=== Supplied passage ===

I also want to be clear that a contract is not a substitute for forming an LLC. An LLC and a contract provide different protections, and I urge clients to form an LLC (or a corporation) and have a strong contract.
Do emails constitute a contract?
If you have a written or even an oral exchange that documents offer and acceptance, then you likely have an agreement. The question is: What is the agreement and what are its terms?
The problem with a contract that is created by an email chain is that you are likely to wind up fighting not just about whether there was an agreement but what it includes.
A good contract addresses what could go wrong and how can it be handled.
Consider a simple example: You’re a graphic designer and I say, “Will you please design a logo for me? I’ll pay you $1,000,” and you say yes. You then design a logo, and I don’t like it. What should happen? We might have a contract, but the contract didn’t address any of the issues that might arise. Do I need to pay for the logo I don’t like? Do you need to redesign the logo at additional cost and expense to you? What if you redesign the logo, and I don’t like that one either?

===

Exercise aim
According to the passage on contracts, what does a good contract address? The material that follows has no connection to the passage on contracts.

=== Material shown ===

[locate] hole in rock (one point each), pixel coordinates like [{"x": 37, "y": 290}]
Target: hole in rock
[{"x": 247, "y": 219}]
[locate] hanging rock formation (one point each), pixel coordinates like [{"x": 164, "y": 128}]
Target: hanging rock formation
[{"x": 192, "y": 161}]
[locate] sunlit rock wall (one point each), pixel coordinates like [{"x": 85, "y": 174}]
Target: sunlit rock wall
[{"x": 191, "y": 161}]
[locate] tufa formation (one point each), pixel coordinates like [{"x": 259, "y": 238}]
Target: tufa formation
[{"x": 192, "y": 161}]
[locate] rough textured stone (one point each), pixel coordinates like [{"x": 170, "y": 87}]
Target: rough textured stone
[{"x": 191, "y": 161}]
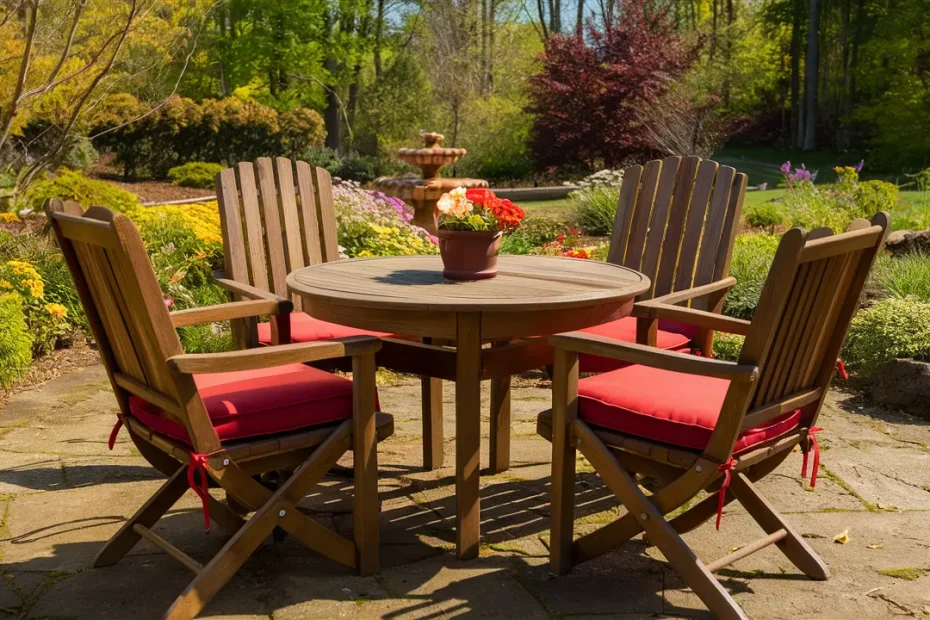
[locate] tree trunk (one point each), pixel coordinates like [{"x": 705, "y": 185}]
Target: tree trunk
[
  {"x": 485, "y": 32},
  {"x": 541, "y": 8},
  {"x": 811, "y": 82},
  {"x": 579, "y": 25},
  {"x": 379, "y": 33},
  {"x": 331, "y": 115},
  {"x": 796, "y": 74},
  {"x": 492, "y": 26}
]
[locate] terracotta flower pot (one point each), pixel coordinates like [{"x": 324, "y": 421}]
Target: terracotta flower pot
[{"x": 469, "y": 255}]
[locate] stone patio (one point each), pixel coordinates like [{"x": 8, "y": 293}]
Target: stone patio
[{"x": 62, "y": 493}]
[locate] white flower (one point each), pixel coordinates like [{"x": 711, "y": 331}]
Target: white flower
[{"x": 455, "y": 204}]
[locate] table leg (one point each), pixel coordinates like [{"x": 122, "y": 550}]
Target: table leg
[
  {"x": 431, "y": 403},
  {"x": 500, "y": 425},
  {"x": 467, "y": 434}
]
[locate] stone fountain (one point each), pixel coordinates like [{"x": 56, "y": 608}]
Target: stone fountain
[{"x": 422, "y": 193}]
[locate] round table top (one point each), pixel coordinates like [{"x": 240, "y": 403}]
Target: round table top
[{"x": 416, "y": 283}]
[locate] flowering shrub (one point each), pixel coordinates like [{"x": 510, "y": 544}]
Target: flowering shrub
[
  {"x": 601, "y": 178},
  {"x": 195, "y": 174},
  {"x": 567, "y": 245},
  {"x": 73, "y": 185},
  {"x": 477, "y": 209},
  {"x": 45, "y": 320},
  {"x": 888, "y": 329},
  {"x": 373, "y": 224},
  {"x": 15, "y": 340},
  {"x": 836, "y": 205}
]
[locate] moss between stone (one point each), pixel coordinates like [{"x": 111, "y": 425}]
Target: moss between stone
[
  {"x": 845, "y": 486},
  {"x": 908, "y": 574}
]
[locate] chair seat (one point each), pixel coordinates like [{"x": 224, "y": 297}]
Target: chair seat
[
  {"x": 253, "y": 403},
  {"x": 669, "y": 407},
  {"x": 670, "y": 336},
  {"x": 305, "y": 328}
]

===
=== Material shown ===

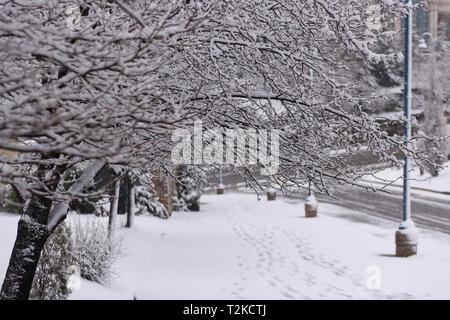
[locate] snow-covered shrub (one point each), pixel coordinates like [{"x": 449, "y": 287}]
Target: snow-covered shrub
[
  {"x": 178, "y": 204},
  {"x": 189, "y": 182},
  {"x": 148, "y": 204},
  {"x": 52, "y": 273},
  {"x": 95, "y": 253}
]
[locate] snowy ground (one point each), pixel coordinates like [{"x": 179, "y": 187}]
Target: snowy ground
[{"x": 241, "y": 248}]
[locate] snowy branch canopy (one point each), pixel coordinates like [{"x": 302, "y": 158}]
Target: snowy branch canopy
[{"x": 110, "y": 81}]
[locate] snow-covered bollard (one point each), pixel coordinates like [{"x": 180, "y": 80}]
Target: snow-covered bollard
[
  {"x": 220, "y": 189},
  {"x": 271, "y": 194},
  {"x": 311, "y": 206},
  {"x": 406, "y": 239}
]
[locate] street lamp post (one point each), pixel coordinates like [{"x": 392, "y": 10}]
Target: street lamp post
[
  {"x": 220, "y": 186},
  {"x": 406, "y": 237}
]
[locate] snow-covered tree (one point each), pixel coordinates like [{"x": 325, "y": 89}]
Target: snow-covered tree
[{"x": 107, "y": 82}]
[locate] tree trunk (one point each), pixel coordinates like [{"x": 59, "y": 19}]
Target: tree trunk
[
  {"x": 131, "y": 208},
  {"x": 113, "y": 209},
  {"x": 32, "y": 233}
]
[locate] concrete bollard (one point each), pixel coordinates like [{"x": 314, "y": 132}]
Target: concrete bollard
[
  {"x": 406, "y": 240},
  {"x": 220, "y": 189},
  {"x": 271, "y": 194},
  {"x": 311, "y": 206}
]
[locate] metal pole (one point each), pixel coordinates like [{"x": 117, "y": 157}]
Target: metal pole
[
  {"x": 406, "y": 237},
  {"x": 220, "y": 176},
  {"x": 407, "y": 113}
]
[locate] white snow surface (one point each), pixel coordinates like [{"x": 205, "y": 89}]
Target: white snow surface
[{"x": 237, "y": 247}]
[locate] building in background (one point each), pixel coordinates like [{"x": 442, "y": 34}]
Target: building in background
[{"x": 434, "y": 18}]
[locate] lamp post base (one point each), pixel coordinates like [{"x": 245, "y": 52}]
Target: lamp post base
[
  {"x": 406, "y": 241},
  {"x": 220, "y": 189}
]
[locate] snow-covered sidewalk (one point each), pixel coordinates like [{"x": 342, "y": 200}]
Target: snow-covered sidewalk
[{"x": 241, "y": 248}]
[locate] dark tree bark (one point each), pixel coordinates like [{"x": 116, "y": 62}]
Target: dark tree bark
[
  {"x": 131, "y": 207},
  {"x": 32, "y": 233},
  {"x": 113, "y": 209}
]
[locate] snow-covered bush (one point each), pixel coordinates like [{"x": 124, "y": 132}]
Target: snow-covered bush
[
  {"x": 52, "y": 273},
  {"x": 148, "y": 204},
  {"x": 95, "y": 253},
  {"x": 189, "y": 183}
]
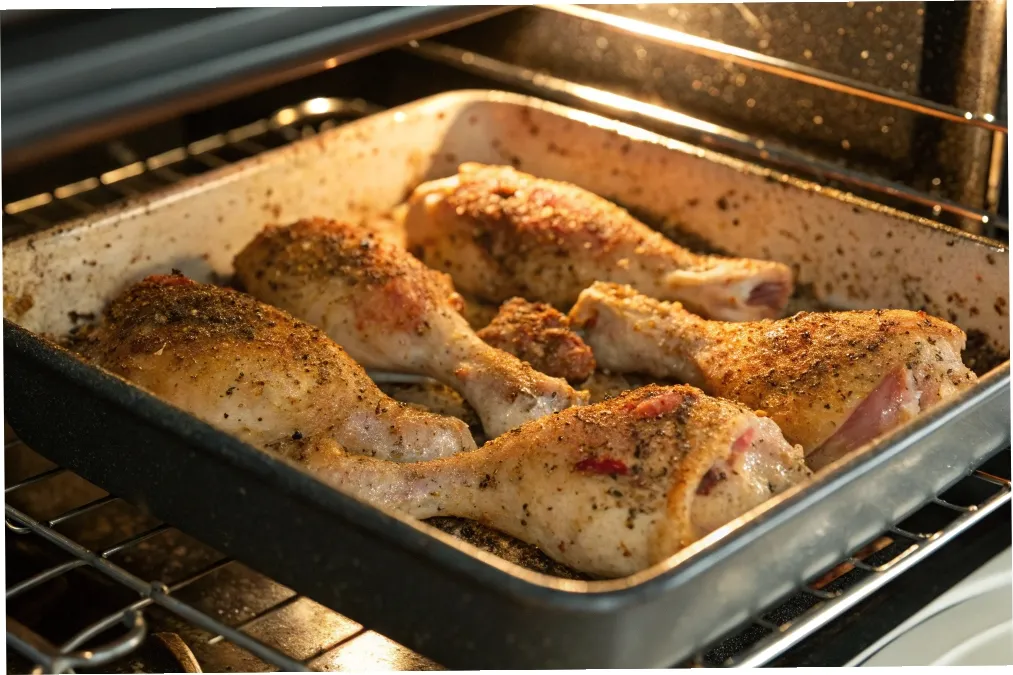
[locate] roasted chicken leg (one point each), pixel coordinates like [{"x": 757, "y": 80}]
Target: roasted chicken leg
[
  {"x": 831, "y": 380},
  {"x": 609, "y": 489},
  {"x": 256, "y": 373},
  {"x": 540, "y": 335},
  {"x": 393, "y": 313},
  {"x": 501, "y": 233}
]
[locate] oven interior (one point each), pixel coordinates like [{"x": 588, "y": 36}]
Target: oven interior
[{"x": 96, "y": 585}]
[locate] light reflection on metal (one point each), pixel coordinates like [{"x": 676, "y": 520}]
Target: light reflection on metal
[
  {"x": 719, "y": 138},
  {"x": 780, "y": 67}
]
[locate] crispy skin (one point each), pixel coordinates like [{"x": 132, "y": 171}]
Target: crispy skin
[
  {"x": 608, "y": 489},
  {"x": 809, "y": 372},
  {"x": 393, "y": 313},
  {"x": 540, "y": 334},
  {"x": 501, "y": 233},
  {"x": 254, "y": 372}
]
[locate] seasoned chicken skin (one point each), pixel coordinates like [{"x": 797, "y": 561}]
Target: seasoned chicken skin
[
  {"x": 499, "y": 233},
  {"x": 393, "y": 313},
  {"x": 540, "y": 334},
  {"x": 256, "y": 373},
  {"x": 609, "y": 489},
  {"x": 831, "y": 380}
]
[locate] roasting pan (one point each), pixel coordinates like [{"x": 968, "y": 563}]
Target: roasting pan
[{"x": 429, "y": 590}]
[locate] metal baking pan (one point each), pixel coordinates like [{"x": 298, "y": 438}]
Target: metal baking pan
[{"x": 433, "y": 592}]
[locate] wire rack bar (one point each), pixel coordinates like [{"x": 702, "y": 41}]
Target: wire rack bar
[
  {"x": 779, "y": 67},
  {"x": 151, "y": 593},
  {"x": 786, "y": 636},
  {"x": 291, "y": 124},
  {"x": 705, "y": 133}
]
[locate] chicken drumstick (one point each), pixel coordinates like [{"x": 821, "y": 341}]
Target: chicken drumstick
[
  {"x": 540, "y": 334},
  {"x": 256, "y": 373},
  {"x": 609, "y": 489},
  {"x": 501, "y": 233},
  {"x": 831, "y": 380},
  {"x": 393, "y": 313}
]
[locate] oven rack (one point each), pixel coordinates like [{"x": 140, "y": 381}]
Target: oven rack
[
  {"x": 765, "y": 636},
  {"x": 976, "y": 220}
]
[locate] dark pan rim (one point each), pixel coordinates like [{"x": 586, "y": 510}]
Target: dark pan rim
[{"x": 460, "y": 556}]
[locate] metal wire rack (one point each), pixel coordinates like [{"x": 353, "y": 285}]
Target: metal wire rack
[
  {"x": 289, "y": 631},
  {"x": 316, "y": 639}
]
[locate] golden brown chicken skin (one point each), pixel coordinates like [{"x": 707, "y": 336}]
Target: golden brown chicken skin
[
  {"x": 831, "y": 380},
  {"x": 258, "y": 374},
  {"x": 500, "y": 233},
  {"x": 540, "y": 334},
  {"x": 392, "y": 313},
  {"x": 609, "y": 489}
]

===
=== Material shown ===

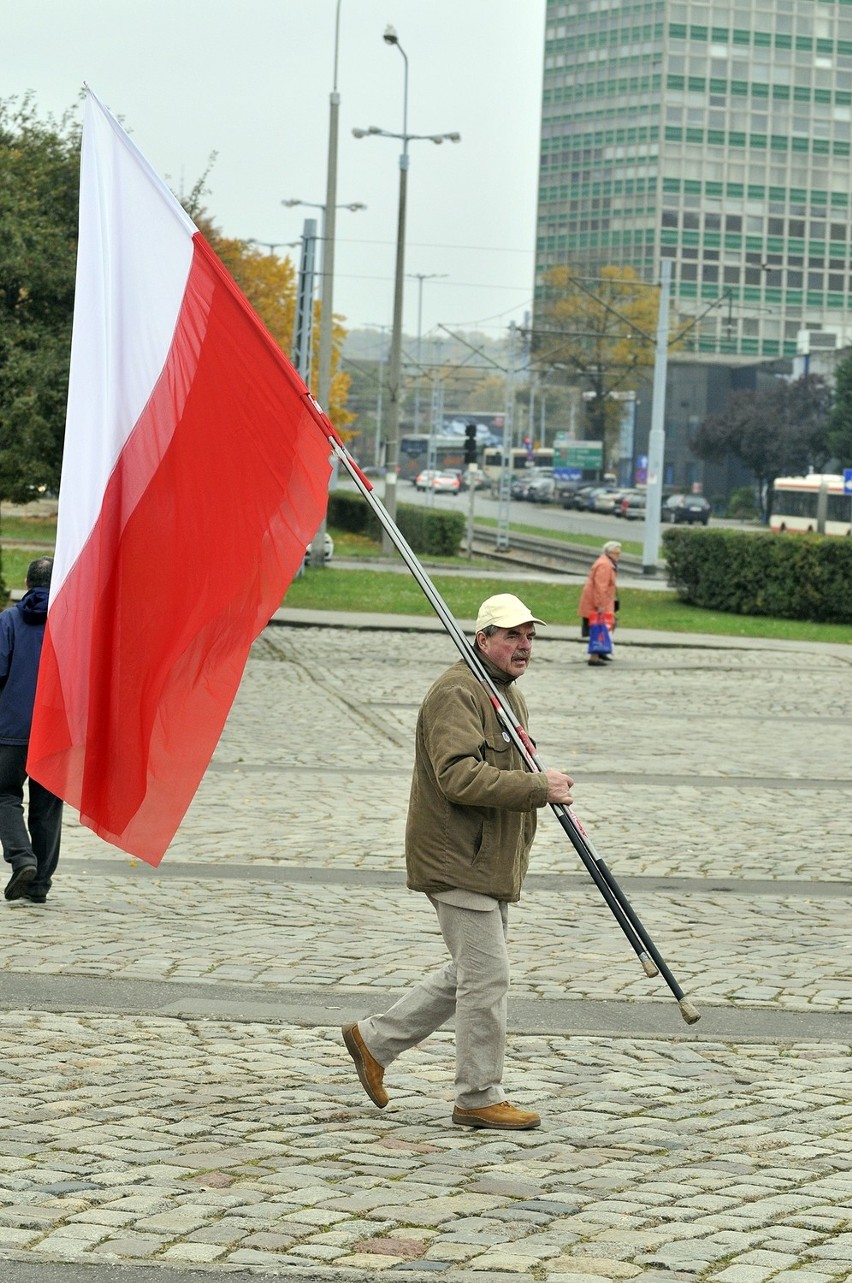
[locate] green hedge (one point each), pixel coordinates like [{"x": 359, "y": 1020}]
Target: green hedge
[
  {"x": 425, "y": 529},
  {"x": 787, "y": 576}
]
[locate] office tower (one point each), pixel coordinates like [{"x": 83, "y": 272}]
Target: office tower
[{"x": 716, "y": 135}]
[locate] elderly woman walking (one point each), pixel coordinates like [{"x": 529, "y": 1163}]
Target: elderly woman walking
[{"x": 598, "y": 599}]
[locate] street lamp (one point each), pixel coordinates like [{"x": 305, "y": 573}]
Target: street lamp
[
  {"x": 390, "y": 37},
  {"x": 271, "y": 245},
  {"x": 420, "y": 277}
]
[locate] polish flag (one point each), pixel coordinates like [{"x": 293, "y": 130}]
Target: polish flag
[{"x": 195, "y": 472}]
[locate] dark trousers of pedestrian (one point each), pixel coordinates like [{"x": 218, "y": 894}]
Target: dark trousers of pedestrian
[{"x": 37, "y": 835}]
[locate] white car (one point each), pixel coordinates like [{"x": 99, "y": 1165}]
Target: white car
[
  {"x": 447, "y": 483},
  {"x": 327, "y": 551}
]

===

Response for this exercise
It addresses what could go wrong and how it can be handled.